[TEXTAUSZUG]:
____
Italien: Das größte Hindernis für einen Durchbruch ist die neue Regierung in Rom. Innenminister Matteo Salvini von der rechtspopulistischen Lega bekräftigte am Freitag die Absage an die Aufnahme von Asylsuchenden, die in andere EU-Länder weitergereist sind. Italien könne „keinen Einzigen“ mehr aufnehmen, sondern wolle Asylbewerber abgeben. Salvini würde für diese Position auch den Sturz der Kanzlerin in Kauf nehmen, wie er dem „Spiegel“ sagte. Doch steckt dahinter auch innenpolitische Kraftmeierei. Merkels Hoffnung ist, dass sich Ministerpräsident Giuseppe Conte umstimmen lässt – womöglich mit Kompromissbereitschaft bei anderen politischen Fragen, auf jeden Fall mit der Garantie, dass auch Italien beim Flüchtlingsproblem entlastet wird. Zu den Lösungsvorschlägen gehört die ins Auge gefasste Umleitung von Mittelmeer-Bootsflüchtlingen in Länder außerhalb der EU. Mehr Geld soll es auch geben. EU-Haushaltskommissar Günther Oettinger suchte am Freitag fieberhaft nach Reserven im aktuellen EU-Budget, um vor allem Italien und Griechenland ein großzügiges finanzielles Hilfsangebot zu machen, das die Flüchtlingslasten ausgleichen soll. In der Not ist plötzlich vieles möglich: Im Gespräch ist etwa, dass die EU sich an den Personalkosten des italienischen Grenzschutzes beteiligt.

Frankreich: Auf Präsident Emmanuel Macron kann Merkel zählen. Er hat der Kanzlerin bereits zugesagt, in Frankreich registrierte Flüchtlinge aus Deutschland zurückzunehmen. Frankreich hat ja längst mit Italien eine solche Vereinbarung zur Zurückweisung geschlossen. Und: Macron braucht umgekehrt die Unterstützung Merkels, etwa für seine europäischen Reformpläne.

Österreich: Kanzler Sebastian Kurz sieht jetzt die Chance, die von ihm geforderte Wende in der europäischen Asylpolitik zu erreichen. Auf ­EU-Ebene will er vor allem stärkeren Grenzschutz und Sammellager für Asylbewerber außerhalb Europas durchsetzen, damit es Flüchtlinge erst gar nicht in die Europäische Union schaffen. Nationale Alleingänge sieht er kritisch. Aber verweigern würde sich Kurz am Ende wohl nicht, Österreich würde gegebenenfalls seine eigene Grenze zu Italien strenger kontrollieren. Zurückweisungen und schärfere Grenzkontrollen könnten eine abschreckende Wirkung haben, so das Kalkül in Österreich.
____
Nenne alle Personen, die im Textauszug mit Vor- und Nachnamen genannt werden.

[GEZEIGTES MATERIAL]:
____
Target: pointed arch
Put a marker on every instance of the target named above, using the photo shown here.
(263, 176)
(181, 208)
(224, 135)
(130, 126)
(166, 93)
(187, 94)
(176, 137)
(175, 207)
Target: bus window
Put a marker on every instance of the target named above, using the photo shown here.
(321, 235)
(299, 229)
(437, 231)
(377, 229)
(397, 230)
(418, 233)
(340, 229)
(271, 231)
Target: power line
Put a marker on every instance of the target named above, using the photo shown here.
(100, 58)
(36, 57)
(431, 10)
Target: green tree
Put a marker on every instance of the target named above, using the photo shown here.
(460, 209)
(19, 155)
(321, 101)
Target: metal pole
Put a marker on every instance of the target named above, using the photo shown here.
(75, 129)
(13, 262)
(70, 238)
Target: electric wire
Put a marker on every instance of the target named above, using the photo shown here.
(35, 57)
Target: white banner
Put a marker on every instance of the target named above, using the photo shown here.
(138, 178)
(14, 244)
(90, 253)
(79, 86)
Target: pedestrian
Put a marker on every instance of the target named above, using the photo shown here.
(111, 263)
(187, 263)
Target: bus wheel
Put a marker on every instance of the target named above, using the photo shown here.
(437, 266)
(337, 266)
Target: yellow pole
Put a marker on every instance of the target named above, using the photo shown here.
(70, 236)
____
[ERGEBNIS FOLGT]: Matteo Salvini, Giuseppe Conte, Günther Oettinger, Emmanuel Macron, Sebastian Kurz